* [Extrait]
┄┄┄┄┄┄

L’intervention a été pratiquée sur un patient porteur d’une tumeur cérébrale frontale. « Après l’opération,  qui a duré environ deux heures, nous avons transféré le patient, toujours endormi, sur une table spéciale pouvant passer dans l’IRM, indique le Dr Page. Nous l’avons ensuite conduit dans la salle de l’IRM, attenante au bloc opératoire. » Toujours sous anesthésie générale et le crâne non refermé, mais recouvert et maintenu en condition stérile, des clichés du patient ont été réalisés pendant une vingtaine de minutes, dans le but de vérifier si l’intégralité des tissus tumoraux avaient été retirés. « Les images sont d’excellente qualité et ne laissent pas de place au doute », précise le Pr Guillevin. Toute la tumeur a bien été retirée lors de l’intervention, mais si toutefois un reliquat tumoral avait été visualisé, celui-ci aurait pu être enlevé dans le même temps opératoire, une avancée considérable pour le patient.

┄┄┄┄┄┄

Données de localisation de points:
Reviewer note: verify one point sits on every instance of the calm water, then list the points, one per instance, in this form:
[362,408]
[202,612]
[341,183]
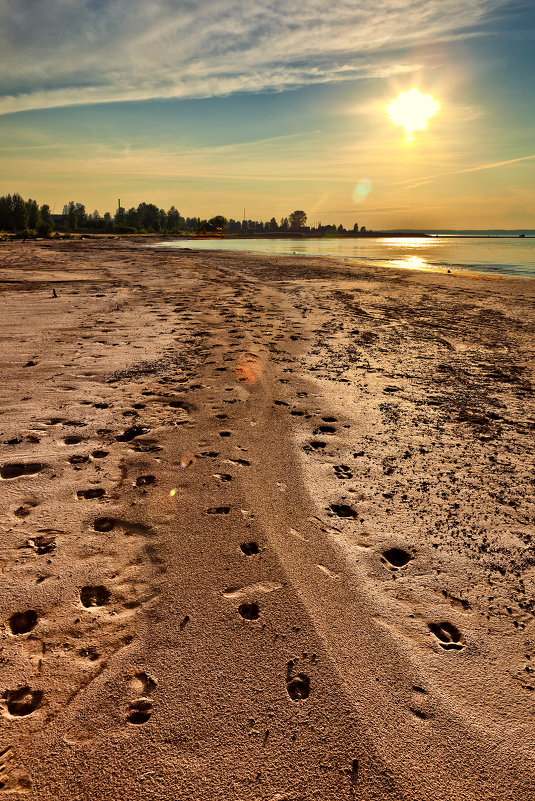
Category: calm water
[492,256]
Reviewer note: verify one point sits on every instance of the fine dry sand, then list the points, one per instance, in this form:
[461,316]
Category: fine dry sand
[267,529]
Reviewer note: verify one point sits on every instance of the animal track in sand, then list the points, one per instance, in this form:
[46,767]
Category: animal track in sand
[316,445]
[22,702]
[93,492]
[448,635]
[99,454]
[23,622]
[249,548]
[72,440]
[142,684]
[140,711]
[343,471]
[144,481]
[43,543]
[298,686]
[343,510]
[394,558]
[17,469]
[78,459]
[97,595]
[223,476]
[132,432]
[249,611]
[104,523]
[241,462]
[325,429]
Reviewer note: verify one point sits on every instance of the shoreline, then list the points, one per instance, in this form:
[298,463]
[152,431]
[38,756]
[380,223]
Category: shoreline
[274,517]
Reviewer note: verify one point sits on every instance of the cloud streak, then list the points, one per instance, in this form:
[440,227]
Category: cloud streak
[103,51]
[493,165]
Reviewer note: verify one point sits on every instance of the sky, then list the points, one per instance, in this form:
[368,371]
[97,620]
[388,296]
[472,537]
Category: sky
[236,107]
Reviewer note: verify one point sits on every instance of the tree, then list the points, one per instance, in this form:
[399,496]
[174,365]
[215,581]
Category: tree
[45,224]
[19,213]
[120,215]
[33,214]
[218,223]
[173,219]
[297,219]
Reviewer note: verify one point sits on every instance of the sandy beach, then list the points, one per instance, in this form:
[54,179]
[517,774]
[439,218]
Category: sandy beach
[267,529]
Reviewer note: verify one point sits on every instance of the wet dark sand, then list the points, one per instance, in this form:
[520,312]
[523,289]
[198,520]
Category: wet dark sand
[267,529]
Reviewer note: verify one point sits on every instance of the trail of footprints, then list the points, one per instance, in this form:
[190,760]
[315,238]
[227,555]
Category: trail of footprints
[446,634]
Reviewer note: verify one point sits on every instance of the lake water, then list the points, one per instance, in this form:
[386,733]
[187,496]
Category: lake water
[508,256]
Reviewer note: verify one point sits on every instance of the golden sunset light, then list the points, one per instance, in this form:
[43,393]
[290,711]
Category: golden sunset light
[412,110]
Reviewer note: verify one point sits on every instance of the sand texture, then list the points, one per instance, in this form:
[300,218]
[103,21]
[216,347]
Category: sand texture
[266,529]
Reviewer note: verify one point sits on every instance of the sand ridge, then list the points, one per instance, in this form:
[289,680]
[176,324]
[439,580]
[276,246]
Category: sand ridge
[266,528]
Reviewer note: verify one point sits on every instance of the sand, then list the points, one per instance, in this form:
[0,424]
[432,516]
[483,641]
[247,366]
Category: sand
[267,528]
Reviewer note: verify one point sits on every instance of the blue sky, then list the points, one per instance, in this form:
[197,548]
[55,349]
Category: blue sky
[223,105]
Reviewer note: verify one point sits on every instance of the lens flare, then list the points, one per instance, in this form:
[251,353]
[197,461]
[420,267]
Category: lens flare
[362,190]
[412,110]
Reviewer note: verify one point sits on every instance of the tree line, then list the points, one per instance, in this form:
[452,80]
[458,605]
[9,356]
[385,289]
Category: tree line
[27,218]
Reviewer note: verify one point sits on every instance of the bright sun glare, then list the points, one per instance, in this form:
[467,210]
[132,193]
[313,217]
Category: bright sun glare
[412,110]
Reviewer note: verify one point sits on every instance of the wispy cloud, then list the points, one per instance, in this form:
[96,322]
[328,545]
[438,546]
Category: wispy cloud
[493,165]
[61,53]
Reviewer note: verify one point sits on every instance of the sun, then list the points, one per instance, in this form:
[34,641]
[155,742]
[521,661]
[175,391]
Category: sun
[411,110]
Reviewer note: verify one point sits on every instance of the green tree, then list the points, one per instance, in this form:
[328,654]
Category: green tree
[218,223]
[45,224]
[173,219]
[19,213]
[297,219]
[32,210]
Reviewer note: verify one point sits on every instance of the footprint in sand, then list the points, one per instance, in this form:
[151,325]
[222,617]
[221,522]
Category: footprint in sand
[23,622]
[297,684]
[343,510]
[89,494]
[342,471]
[394,558]
[140,711]
[97,595]
[17,469]
[21,702]
[449,637]
[249,611]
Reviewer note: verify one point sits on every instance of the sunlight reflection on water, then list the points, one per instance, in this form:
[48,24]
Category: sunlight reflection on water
[508,256]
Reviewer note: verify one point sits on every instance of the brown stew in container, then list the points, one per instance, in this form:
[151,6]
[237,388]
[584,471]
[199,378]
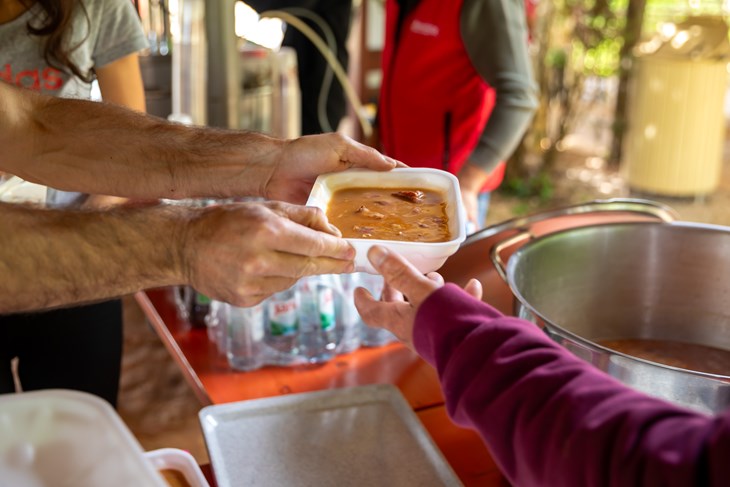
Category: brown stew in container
[403,214]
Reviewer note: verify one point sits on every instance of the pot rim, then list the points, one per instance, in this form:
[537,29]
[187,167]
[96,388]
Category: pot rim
[584,341]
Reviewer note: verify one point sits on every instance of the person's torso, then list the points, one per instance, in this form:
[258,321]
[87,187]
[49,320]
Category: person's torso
[100,31]
[433,103]
[22,62]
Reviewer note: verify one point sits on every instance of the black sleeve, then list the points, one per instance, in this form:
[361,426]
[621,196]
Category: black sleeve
[495,36]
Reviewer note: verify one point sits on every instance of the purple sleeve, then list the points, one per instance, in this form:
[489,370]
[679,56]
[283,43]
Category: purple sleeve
[549,418]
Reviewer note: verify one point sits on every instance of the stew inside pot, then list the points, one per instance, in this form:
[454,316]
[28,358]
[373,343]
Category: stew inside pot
[690,356]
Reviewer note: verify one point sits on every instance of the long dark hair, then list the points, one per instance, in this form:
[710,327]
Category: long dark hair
[55,27]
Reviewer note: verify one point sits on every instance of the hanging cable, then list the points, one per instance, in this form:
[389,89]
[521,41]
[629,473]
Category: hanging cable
[324,89]
[310,34]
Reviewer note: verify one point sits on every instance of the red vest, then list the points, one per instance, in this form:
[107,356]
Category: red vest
[433,103]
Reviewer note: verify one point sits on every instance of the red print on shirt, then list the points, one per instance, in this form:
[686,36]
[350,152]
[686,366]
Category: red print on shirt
[49,79]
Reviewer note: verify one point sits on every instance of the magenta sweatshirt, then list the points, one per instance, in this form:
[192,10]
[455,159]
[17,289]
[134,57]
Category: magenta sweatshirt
[551,419]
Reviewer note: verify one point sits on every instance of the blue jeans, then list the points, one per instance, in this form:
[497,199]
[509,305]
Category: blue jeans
[482,209]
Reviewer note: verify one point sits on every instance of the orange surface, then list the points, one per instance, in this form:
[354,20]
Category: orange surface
[214,382]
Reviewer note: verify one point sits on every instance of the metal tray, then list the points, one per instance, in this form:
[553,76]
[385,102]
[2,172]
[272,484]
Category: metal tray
[356,436]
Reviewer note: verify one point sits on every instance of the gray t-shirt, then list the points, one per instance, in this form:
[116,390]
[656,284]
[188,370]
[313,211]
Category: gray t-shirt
[109,31]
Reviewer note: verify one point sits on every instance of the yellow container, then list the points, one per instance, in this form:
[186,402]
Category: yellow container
[676,132]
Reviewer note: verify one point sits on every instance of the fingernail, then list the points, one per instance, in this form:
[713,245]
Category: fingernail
[335,230]
[350,252]
[377,255]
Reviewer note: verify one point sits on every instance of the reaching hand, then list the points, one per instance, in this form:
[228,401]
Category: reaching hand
[393,312]
[302,160]
[243,253]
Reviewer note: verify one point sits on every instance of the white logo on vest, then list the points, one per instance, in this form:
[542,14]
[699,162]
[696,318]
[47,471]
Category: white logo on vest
[424,28]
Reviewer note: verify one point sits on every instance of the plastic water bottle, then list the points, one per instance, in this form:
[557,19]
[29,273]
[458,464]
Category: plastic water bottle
[348,319]
[245,345]
[200,308]
[216,321]
[371,336]
[282,329]
[317,335]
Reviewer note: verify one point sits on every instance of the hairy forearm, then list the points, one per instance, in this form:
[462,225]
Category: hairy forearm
[51,258]
[99,148]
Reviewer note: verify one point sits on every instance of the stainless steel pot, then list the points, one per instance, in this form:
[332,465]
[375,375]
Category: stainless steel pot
[643,280]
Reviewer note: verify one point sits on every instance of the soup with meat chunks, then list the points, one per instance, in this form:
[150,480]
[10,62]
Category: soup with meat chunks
[403,214]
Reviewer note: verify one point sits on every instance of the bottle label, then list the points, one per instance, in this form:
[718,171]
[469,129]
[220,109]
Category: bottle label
[284,320]
[326,306]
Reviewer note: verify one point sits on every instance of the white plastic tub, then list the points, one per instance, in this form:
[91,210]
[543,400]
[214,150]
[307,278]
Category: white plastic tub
[60,437]
[179,460]
[425,256]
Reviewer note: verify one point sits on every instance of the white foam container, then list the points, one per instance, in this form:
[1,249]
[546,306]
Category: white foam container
[180,460]
[425,256]
[60,437]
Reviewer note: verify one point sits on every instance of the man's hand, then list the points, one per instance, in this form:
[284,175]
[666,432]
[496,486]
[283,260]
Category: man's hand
[243,253]
[301,160]
[394,313]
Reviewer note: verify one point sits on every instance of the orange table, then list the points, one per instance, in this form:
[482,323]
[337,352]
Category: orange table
[213,382]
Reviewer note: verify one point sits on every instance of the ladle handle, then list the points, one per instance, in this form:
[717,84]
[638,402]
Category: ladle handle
[499,263]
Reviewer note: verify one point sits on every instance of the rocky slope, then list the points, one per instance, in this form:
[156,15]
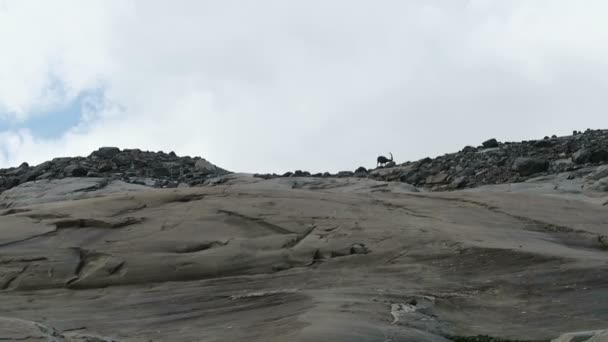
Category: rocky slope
[301,258]
[493,162]
[132,166]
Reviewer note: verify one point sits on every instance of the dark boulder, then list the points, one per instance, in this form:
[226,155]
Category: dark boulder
[543,143]
[75,171]
[581,156]
[159,172]
[361,169]
[300,173]
[490,143]
[598,156]
[345,174]
[105,167]
[527,166]
[106,152]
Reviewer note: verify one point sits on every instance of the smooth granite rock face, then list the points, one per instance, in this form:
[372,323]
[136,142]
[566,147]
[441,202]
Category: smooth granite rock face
[303,259]
[502,242]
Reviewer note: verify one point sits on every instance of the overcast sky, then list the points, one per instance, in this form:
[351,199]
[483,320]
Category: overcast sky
[271,86]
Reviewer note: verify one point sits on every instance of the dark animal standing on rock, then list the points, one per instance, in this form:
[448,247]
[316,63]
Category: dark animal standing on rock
[383,160]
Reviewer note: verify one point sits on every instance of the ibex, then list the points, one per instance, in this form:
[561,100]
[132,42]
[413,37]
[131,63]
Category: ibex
[383,160]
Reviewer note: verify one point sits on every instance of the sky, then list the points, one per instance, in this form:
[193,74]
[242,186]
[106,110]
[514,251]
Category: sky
[317,85]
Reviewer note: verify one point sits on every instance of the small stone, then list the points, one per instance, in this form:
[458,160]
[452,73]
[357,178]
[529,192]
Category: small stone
[75,171]
[106,152]
[205,166]
[598,156]
[438,178]
[528,166]
[345,174]
[490,143]
[359,248]
[581,156]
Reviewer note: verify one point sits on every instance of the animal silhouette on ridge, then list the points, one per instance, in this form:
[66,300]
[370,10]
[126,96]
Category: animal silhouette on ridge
[382,160]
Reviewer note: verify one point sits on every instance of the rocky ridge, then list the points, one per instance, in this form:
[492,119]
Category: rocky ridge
[156,169]
[492,162]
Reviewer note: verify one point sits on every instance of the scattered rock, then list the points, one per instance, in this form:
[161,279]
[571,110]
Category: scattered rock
[581,156]
[75,171]
[106,152]
[358,248]
[490,143]
[529,166]
[584,336]
[438,178]
[205,166]
[598,156]
[114,164]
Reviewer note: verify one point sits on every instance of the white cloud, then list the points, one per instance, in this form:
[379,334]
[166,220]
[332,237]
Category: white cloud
[276,85]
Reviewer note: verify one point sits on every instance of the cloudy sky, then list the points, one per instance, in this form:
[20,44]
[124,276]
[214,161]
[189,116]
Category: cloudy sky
[319,85]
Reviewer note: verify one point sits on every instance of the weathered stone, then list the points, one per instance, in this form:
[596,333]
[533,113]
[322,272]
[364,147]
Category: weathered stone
[491,143]
[358,248]
[598,156]
[204,166]
[75,171]
[106,152]
[581,156]
[300,173]
[161,172]
[105,167]
[345,174]
[528,166]
[584,336]
[437,178]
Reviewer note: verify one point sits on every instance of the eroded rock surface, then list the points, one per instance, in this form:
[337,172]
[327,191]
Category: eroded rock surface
[306,259]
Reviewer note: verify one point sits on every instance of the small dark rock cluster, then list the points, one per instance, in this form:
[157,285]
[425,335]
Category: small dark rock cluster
[360,172]
[156,169]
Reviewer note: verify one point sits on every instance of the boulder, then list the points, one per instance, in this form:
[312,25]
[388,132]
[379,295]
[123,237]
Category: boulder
[106,152]
[581,156]
[161,171]
[345,174]
[205,166]
[300,173]
[598,156]
[584,336]
[491,143]
[75,171]
[526,166]
[437,178]
[105,166]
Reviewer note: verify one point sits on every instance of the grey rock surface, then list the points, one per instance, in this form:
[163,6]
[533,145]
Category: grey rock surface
[113,164]
[304,259]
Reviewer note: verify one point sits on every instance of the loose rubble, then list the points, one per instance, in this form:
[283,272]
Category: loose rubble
[157,169]
[494,162]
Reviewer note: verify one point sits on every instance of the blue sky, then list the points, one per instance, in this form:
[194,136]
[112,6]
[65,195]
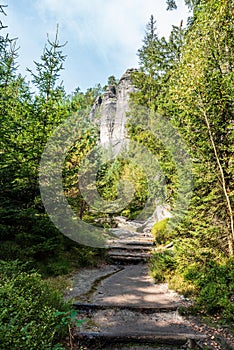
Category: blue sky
[103,35]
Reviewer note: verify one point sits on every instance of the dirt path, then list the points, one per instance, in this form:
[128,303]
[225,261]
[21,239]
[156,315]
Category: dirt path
[126,310]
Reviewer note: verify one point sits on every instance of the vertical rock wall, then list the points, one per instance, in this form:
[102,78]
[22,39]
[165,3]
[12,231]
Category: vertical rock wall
[109,112]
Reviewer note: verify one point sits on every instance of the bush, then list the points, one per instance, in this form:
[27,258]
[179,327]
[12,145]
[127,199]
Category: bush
[28,310]
[159,231]
[215,283]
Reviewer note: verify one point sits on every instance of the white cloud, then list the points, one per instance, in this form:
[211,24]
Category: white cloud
[111,27]
[103,35]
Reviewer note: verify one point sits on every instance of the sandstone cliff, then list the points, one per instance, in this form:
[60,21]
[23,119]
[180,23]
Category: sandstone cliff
[109,112]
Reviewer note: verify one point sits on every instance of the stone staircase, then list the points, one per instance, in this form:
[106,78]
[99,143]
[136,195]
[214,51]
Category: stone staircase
[126,310]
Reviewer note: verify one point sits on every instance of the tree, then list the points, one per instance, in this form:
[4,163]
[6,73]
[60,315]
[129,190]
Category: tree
[202,108]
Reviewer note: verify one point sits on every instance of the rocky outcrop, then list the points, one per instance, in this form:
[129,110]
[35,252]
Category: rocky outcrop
[109,112]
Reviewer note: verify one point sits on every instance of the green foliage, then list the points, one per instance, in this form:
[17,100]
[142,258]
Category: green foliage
[30,310]
[189,80]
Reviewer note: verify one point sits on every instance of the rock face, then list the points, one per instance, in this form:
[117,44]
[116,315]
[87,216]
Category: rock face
[109,112]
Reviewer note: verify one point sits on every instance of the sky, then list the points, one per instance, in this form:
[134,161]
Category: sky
[102,36]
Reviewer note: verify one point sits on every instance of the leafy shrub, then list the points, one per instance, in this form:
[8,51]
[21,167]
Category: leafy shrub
[28,308]
[215,283]
[160,233]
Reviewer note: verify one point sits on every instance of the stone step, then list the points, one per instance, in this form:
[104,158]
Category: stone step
[130,247]
[129,254]
[106,340]
[143,243]
[125,259]
[92,307]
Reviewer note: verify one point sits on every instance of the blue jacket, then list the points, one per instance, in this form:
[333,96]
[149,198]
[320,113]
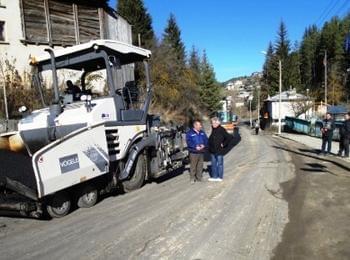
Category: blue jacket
[193,139]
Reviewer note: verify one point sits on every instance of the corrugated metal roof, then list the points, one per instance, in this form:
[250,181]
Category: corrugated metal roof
[116,46]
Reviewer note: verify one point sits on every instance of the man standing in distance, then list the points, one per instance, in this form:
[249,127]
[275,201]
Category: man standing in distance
[219,141]
[197,142]
[327,134]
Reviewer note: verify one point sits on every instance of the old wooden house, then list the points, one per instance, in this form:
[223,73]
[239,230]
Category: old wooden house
[27,27]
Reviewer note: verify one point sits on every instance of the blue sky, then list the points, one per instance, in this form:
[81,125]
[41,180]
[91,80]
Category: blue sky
[234,32]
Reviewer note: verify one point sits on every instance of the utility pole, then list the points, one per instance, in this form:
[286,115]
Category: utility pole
[139,39]
[325,77]
[250,111]
[280,97]
[258,104]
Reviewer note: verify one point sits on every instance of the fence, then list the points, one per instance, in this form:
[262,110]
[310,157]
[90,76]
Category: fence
[309,127]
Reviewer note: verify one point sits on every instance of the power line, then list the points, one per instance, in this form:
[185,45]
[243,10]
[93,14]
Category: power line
[343,6]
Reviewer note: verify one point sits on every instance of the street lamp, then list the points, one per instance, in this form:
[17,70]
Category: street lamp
[258,87]
[250,111]
[280,97]
[280,94]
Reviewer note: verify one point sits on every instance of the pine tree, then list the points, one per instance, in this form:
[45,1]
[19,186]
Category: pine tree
[135,12]
[172,38]
[270,73]
[282,45]
[282,48]
[308,57]
[292,77]
[210,92]
[194,61]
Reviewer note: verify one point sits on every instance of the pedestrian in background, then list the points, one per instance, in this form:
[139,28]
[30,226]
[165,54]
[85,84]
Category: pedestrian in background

┄┄┄┄┄┄

* [Actions à mener]
1. Indiquez la durée de l'opération selon l'extrait sur l'IRM en cours d'opération.
2. En vous appuyant sur l'extrait sur l'IRM en cours d'opération, expliquez en une à trois phrases pourquoi des clichés du patient ont été réalisés alors qu'il était encore sous anesthésie générale.
3. Reprenez l'extrait sur l'IRM en cours d'opération après sa dernière phrase et poursuivez-le.
Les enregistrements ne sont pas nécessaires.

* [Résultats par tâche]
1. Environ deux heures.

2. Les clichés visaient à vérifier que l'intégralité des tissus tumoraux avait été retirée. Si un reliquat tumoral avait été visualisé, il aurait pu être enlevé dans le même temps opératoire, ce que l'extrait présente comme une avancée considérable pour le patient.

3.
Le cerveau du patient avant l’opération était comprimé par une tumeur.

Après l’exérèse de la tumeur, une IRM du cerveau est réalisée pour vérifier que l’intégralité des tissus tumoraux ont été retirés.

« Ce type d’intervention demande une excellente coordination entre les neurochirurgiens, les anesthésistes, les radiologues et les équipes du bloc et les manipulateurs IRM, expliquent de concert le Pr Guillevin et le Dr Page. Il faut également beaucoup d’anticipation pour que tout se déroule sans problème. » L’IRM 3 tesla utilisée lors de l’intervention n’est en effet pas dédiée au bloc opératoire et a une activité quotidienne partagée avec l’activité clinique classique et les activités de recherche en imagerie gérées par le laboratoire Dactim-mis**. L’air de la salle doit être extrait et recyclé au moins une heure avant que le patient n’y entre. De plus, aucun objet en métal ne doit être introduit dans cette salle, ce qui demande un équipement spécifique (le métal de la tétière a été remplacé par du carbone par exemple) et une attention toute particulière des participants à l’intervention.

« Nous avons réalisé plusieurs simulations afin de ne commettre aucune erreur le jour de la première intervention, illustre le Dr Page. Cela a été très bénéfique. Nous avons pu vérifier et compléter les check-lists fournis par le fabricant de l’IRM. »

 

Une porte relie l'IRM 3 tesla du centre cardio-vasculaire au bloc opératoire attenant.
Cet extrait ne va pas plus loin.